§ Tugas Diberikan A:
Jawablah pertanyaan berikut berdasarkan kutipan tentang film penggusuran di Jakarta.
(i) Dari 113 kasus penggusuran, berapa kali TNI terlibat?
(ii) Siapa yang menyutradarai film tersebut?
(iii) Di mana saja para pembuat film melakukan live in dan wawancara lapangan?

§ Kutipan Diberikan:
--
Rata-rata penggusuran yang dilakukan Ahok terhadap warga miskin, menggunakan instrumen kekerasan. Menihilkan aspek sosio-historis kemanusiaan. Ribuan petugas gabungan dikerahkan untuk menghadapi rakyat yang tak berdaya. Dari 113 kasus penggusuran, 65 kali TNI terlibat dalam penggusuran tersebut, (Tempo, 19/8/2016).

Film ini mencoba untuk menyuarakan isi hati korban penggusuran secara apa adanya. Para pembuat film berbulan-bulan melakukan live in dan wawancara lapangan. Tersebar mulai dari Bukit Duri, Kampung Baru Dadap, Kampung Akuarium, hingga rusunawa relokasi korban-korban penggusuran. Selama ini suara korban penggusuran tenggelam dalam arus media utama yang membangun frame sesuai dengan opini pemerintah. Dalih kepentingan bersama sebagai alasan klasik untuk melegalkan penggusuran, terutama dalam menghadapi banjir.

Sesuai dengan judulnya, film yang disutradai oleh Ndy Anastasia dan Dhuha Ramadani ini mencoba untuk menunjukkan fakta pembangunan Jakarta. Apakah semua yang dilakukan selama ini telah sesuai dengan prinsip keadilan? Seberapa fair-kah pemerintah kepada rakyatnya yang lemah? Mengapa rakyat kecil selalu menjadi korban di balik semua kebijakan untuk ‘pembangunan’?

Pendiri WhacthDoc, Dandhy Dwi Laksono menyatakan bahwa film dokumenter ini mencoba untuk menunjukkan logika penting, bahwa penggusuran bukan semata soal pindah tempat tidur. Karena bagi mereka yang menjadi korban penggusuran sudah terbiasa tidur di mana saja, bahkan di kolong jembatan. Hal itu biasa saja dan tidak pernah menjadi persoalan besar. Yang menjadi masalah adalah keberadaan rusun yang disediakan pemerintah dengan jarak yang sangat jauh dari ekosistem mereka sebelumnya telah ikut mematikan sumber ekonomi.
--
§ Bahan Disediakan:

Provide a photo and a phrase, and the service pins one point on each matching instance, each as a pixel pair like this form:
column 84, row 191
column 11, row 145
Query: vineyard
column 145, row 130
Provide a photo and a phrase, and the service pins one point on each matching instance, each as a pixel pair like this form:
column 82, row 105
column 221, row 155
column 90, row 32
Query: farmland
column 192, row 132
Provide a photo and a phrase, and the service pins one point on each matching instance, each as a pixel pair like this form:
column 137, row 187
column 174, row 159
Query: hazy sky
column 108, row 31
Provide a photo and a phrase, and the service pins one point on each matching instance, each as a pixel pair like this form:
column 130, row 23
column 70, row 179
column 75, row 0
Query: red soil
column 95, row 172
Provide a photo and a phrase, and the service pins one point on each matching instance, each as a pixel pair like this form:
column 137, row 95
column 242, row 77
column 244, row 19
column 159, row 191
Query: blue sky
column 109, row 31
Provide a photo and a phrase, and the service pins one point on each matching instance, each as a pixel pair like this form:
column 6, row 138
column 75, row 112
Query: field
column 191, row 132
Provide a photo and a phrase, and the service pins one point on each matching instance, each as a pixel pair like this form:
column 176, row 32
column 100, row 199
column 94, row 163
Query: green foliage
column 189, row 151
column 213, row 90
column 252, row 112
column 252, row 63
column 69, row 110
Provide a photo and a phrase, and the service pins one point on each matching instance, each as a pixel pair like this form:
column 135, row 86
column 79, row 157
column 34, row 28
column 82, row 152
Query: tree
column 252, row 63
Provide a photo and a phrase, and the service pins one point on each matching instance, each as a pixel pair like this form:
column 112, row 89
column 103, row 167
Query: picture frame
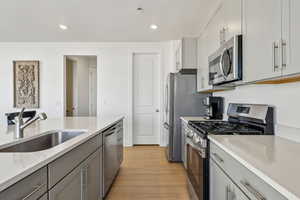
--
§ Tugas Diberikan B:
Tolong ubah nama "Query" menjadi "Label" pada bagian daftar yang dimulai dari baris pertama daftar hingga baris yang memuat "column 191, row 132", termasuk kedua ujungnya. Tuliskan ulang bagian itu saja, dengan semua hal lain tetap sama.

§ Jawaban A:
(i) 65 kali.
(ii) Ndy Anastasia dan Dhuha Ramadani.
(iii) Bukit Duri, Kampung Baru Dadap, Kampung Akuarium, dan rusunawa relokasi korban-korban penggusuran.

§ Jawaban B:
Provide a photo and a phrase, and the service pins one point on each matching instance, each as a pixel pair like this form:
column 84, row 191
column 11, row 145
Label: vineyard
column 145, row 130
Provide a photo and a phrase, and the service pins one point on each matching instance, each as a pixel pair like this form:
column 82, row 105
column 221, row 155
column 90, row 32
Label: farmland
column 192, row 132
Provide a photo and a phrase, and the service pins one point on each matching instance, each as a pixel pair like this form:
column 137, row 187
column 174, row 159
Label: hazy sky
column 108, row 31
Provide a photo and a phrase, and the service pins one point on each matching instance, each as a pixel pair like this form:
column 130, row 23
column 70, row 179
column 75, row 0
Label: red soil
column 95, row 172
Provide a photo and a phrase, and the service pins one point on each matching instance, each as a pixel pair like this form:
column 137, row 95
column 242, row 77
column 244, row 19
column 159, row 191
Label: blue sky
column 109, row 31
Provide a photo and a phrase, and the service pins one point on each matching instance, each as a pixel pair like this form:
column 6, row 138
column 75, row 112
Label: field
column 191, row 132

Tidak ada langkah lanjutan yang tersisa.